• **Tasks and exercises**
1. Copy out the rows from the line containing "occurrence of glass" through the line containing "(0, 7), (150, 75)", both included, with no changes.
2. Pick up the account of Adhir Ranjan Chowdhury's life where it stops and keep writing it.

• **Passage to read**
== == ==

Adhir Ranjan Chowdhury (born 2 April 1956) is an Indian politician serving as the leader of the Indian National Congress in the 17th Lok Sabha and the Member of Parliament from Berhampore. He is also the current president of West Bengal Pradesh Congress Committee following the demise of Somendra Nath Mitra.

Personal life
Chowdhury was born on 2 April 1956 to Niranjan and Saroja Bala Chowdhury at Berhampore in Murshidabad district, West Bengal. He studied at I.C. Institute in Berhampore.

Chowdhury married Arpita Chowdhury on 15 September 1987. They had a daughter, Shreyashi, who died in October 2006. On 9 January 2019, Arpita died. He later married Atashi C Chowdhury.

Political career
Chowdhury joined the Indian National Congress party during the premiership of Rajiv Gandhi. In 1991, he contested the West Bengal Legislative Assembly election from Nabagram constituency. During the polling, he was chased by 300 supporters of the Communist Party of India (Marxist) and held hostage by its candidate. Chowdhury lost by a margin of 1,401 votes. In 1996, he was elected from the same constituency. Chowdhury polled 76,852 votes and won by a margin of approximately 20,329 votes.

Chowdhury contested the 1999 Indian general election from Berhampore constituency. He won by a margin of 95,391 votes and defeated his nearest rival, the sitting MP Pramothes Mukherjee of Revolutionary Socialist Party. Following his success, he was made the Congress president for the Murshidabad district. Between 1999 and 2000, he served as a member of Committee on Information Technology, Railway Convention Committee and Committee to Review the Rate of Dividend Payable by the Railway Undertaking to the General Revenues. Between 2000 and 2004, he served as a member of Consultative Committee of the Ministry of External Affairs. In 2003, under Chowdhury's leadership, the Congress party won 23 out of 33 zilla parishad seats, 13 out of 26 panchayat samitis and 104 out of 254 village councils in Murshidabad.

On 28 October 2012 he was inducted in the Union Ministry under Prime Minister Manmohan Singh as Minister of State for Railways.

== == ==

• **Task inputs**
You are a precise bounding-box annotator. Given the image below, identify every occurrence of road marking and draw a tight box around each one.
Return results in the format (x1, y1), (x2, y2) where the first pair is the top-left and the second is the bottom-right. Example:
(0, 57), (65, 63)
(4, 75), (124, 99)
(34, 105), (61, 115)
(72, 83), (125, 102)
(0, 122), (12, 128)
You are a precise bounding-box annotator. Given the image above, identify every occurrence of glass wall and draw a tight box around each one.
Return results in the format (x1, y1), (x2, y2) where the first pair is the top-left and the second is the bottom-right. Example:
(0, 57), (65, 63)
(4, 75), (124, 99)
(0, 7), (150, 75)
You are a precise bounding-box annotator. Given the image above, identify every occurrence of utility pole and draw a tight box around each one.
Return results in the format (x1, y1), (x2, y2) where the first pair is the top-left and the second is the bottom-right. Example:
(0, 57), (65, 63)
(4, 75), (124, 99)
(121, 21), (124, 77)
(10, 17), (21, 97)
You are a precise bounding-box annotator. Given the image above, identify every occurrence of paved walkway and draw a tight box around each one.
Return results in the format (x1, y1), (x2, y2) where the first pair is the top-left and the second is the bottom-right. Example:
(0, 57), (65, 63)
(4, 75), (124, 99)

== == ==

• **Expected results**
1.
You are a precise bounding-box annotator. Given the image above, identify every occurrence of glass wall and draw a tight box around each one.
Return results in the format (x1, y1), (x2, y2) where the first pair is the top-left and the second is the bottom-right. Example:
(0, 57), (65, 63)
(4, 75), (124, 99)
(0, 7), (150, 75)

2.
After taking charge as Minister of State for Railways, he has reviewed the statutes of safety, punctuality and passenger amenities with Board Members and inspected Sealdah, Howrah, Beharampur etc. railway stations to check adequacy of passenger amenities.

He became the president of West Bengal Pradesh Congress on 10 February 2014.

Leader of the Congress in Lok Sabha
In June 2019, he was selected as Congress leader in Lok Sabha. According to a report in NDTV, Adhir Ranjan Chowdhury was given the job after the party failed to convince Rahul Gandhi.
On 26 July 2019, Chowdhury was appointed the chairman of Seventeenth Lok Sabha Committee on Public Accounts. The Public Accounts Committee is now constituted every year under Rule 308 of the Rules of Procedure and Conduct of Business in Lok Sabha.

After passing away of Somen Mitra, the then president of West Bengal Pradesh Congress Committee, on 9 September 2020, Chowdhury was appointed  the president of West Bengal Pradesh Congress Committee.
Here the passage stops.